■ Stored data:
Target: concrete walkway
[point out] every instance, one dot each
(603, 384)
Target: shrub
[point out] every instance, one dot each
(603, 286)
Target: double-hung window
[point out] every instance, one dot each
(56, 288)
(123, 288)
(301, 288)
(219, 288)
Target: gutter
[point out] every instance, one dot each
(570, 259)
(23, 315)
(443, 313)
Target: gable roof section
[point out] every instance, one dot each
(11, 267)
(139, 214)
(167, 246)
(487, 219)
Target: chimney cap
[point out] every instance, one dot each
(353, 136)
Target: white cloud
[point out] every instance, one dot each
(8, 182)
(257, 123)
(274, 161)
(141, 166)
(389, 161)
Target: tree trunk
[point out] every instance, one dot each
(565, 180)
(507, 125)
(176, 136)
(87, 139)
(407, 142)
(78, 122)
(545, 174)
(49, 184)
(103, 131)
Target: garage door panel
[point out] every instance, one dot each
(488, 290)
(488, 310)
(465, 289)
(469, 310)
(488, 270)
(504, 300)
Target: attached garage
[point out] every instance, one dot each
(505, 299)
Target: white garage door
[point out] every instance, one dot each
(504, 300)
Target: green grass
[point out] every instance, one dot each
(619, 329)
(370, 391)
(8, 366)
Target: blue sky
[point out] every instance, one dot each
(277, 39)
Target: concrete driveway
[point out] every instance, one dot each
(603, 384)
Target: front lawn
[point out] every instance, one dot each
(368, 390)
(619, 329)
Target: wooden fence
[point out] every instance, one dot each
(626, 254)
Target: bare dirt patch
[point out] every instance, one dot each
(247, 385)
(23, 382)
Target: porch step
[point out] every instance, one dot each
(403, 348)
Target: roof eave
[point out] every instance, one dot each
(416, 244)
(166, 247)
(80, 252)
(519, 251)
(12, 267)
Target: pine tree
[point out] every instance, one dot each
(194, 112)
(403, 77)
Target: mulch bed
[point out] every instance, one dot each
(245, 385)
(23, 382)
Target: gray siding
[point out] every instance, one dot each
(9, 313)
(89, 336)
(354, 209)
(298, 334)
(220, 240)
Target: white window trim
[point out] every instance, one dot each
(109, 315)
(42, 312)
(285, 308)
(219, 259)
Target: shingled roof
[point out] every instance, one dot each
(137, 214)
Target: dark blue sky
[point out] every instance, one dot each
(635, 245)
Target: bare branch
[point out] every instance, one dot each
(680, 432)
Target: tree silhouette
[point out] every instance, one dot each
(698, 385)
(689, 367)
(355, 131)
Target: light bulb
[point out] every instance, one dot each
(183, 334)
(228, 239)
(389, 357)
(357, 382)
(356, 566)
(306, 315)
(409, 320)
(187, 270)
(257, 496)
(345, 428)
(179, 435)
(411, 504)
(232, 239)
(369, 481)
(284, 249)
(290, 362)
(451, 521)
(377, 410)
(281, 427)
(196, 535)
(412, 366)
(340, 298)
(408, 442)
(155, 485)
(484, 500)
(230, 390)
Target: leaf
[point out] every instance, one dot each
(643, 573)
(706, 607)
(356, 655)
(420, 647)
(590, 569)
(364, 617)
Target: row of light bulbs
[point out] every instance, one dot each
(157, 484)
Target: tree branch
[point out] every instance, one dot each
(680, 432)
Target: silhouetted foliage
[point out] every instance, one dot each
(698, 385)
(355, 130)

■ What you will do: From the records above, extract every entry verbatim.

■ Correct response:
Target: concrete walkway
[point out] every instance, one dot each
(603, 384)
Target: shrub
[point out] every instance, one dot each
(603, 286)
Target: double-hung window
[point out] every instance, one dot each
(56, 288)
(123, 288)
(301, 288)
(219, 288)
Target: gutter
[point out] every instance, one dot each
(570, 259)
(23, 315)
(443, 313)
Target: gable roof section
[point out] every instance, one dot each
(11, 267)
(139, 214)
(167, 246)
(487, 219)
Target: chimney cap
[point out] every instance, one dot each
(353, 136)
Target: white cloud
[point out] every instance, one dot each
(8, 182)
(257, 123)
(274, 161)
(141, 166)
(389, 161)
Target: tree trunk
[point out] every instance, one dot each
(565, 180)
(507, 125)
(176, 136)
(87, 139)
(407, 142)
(78, 122)
(545, 174)
(49, 184)
(103, 131)
Target: garage door panel
[point out] every instance, one dot each
(488, 290)
(488, 310)
(465, 289)
(469, 310)
(488, 270)
(504, 300)
Target: attached garage
[point out] every instance, one dot each
(505, 299)
Target: white garage door
[point out] every instance, one dot each
(504, 300)
Target: green grass
[point out] every instance, one dot each
(619, 329)
(370, 391)
(8, 366)
Target: blue sky
[point out] every instance, one dot each
(277, 39)
Target: concrete driveway
[point out] every instance, one dot each
(603, 384)
Target: front lawn
[point out] every instance, one dot each
(368, 390)
(619, 329)
Target: wooden fence
[point out] every instance, one dot each
(626, 254)
Target: bare dirt patch
[point out] every instance, one dot each
(247, 385)
(23, 382)
Target: porch step
[point out] every instance, one dot each
(403, 348)
Target: roof eave
[point out] every instance, one dot each
(416, 244)
(166, 247)
(80, 252)
(519, 251)
(12, 267)
Target: pine tree
[point out] every instance, one dot each
(194, 112)
(403, 77)
Target: mulch bed
[point out] every instance, one dot each
(245, 385)
(23, 382)
Target: gray siding
[point out] every instance, one dot each
(9, 313)
(89, 336)
(354, 209)
(298, 334)
(220, 240)
Target: white window trim
[point out] every instance, one dot each
(109, 315)
(42, 312)
(285, 308)
(219, 259)
Target: shingled roof
[point out] every instance, one dot each
(137, 214)
Target: dark blue sky
[point out] every instance, one dot each
(635, 245)
Target: bare branch
[point out] every instance, one dot each
(680, 432)
Target: tree silhouette
[point out] every instance, one dot each
(698, 385)
(689, 367)
(355, 131)
Target: light bulb
[point out] every instance, one dot each
(183, 334)
(228, 239)
(389, 357)
(357, 382)
(356, 566)
(306, 315)
(409, 320)
(187, 270)
(257, 496)
(345, 428)
(179, 435)
(411, 504)
(232, 239)
(369, 481)
(284, 249)
(290, 362)
(451, 521)
(377, 410)
(281, 427)
(196, 535)
(412, 366)
(340, 298)
(408, 442)
(155, 485)
(484, 500)
(230, 390)
Target: leaf
[point out] every instance, one dot each
(643, 573)
(706, 607)
(356, 655)
(420, 647)
(590, 569)
(364, 617)
Target: row of light bulbs
[point out] every instance, one dot each
(157, 484)
Target: tree branch
[point out] every instance, one dot each
(680, 432)
Target: silhouetted foliage
[point out] every instance, one dot each
(698, 385)
(355, 130)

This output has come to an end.